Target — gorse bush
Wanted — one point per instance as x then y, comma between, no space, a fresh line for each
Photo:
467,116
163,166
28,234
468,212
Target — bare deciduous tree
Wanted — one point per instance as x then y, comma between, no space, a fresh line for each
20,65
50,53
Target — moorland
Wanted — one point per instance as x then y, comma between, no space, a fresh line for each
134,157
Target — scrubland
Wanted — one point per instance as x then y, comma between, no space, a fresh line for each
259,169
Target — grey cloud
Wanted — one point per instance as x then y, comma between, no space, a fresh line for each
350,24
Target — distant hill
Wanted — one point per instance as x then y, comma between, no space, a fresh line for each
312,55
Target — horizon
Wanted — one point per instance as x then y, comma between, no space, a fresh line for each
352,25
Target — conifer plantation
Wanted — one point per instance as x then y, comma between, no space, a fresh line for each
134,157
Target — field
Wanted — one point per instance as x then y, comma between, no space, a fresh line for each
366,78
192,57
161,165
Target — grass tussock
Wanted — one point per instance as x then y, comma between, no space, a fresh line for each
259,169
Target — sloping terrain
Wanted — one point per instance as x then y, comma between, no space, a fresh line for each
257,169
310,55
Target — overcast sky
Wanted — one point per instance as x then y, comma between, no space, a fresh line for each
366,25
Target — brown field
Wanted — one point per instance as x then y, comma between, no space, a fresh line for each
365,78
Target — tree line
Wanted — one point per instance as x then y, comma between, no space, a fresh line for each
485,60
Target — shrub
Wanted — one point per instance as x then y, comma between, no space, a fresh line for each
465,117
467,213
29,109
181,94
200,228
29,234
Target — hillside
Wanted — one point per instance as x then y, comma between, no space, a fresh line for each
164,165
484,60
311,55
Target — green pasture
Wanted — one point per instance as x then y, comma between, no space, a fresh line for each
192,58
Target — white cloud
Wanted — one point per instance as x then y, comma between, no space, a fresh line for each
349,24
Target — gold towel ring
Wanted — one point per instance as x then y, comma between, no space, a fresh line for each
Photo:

**YOUR TASK**
Reproduce all of the items above verbatim, line for line, without altering any character.

**RESULT**
Target — gorse bush
Wanted — one point per instance as x then y, comma between, no space, a fresh line for each
Photo:
467,116
163,166
28,234
468,212
Target — bare deciduous tree
Wanted — one point per instance as x then y, comma between, no space, a fresh line for each
20,65
50,53
Target — moorland
Wanted — one point per instance as x then y, comma between, no space, a fresh line for each
134,157
Target — scrubland
Wanted — one point per instance as x then y, comma between, no space, a fresh line for each
259,169
Target — grey cloud
Wanted — one point per instance as x then y, comma between, no space, a fresh line for each
350,24
Target — distant hill
Wanted — one point per instance as x then y, comma between, no space, a fresh line for each
312,55
Target — horizon
Wanted — one point per instance as x then y, comma between, no space, a fresh line for each
352,25
Target — conifer plantation
Wanted — one point per instance as x then y, comma between, no space, a fresh line for each
134,157
Target — field
Wanted — one point per instance as x then y, comma between, no space, a fresh line for each
366,78
192,57
161,165
Target — grass tussock
Wanted — one point per instance as x then y, comma between, no space, a fresh line for each
259,169
Target — sloping terrain
Wanted — one point per instance as x then y, comma between, no space, a fresh line for each
257,169
310,55
Target — overcast sky
Wanted — one point per instance as x then y, comma between, no space, a fresh line for each
366,25
Target — brown field
Wanted — one point per instance as x then y, comma between, no space, a fresh line for each
365,78
Target — tree line
Wanted — one point per instance as x then y, comma between, no space, a fresh line for each
485,60
Target — shrub
Wanted — one point per instance as x then y, comma between, no space, a fresh line for each
465,117
467,213
29,109
181,94
200,228
29,234
Target — hillside
Wanted — one point per instance as x then y, comma between, no space, a fresh line for each
164,165
484,60
311,55
Target — green pasture
Wanted — one point per instance as x then y, comma between, no space, a fresh line for each
192,58
Target — white cloud
Wanted — one point per instance as x then y, comma between, no space, a fresh line for each
349,24
Target — gold towel ring
Wanted — one point per instance as x then y, comma between, no space, a fresh line for each
Photo:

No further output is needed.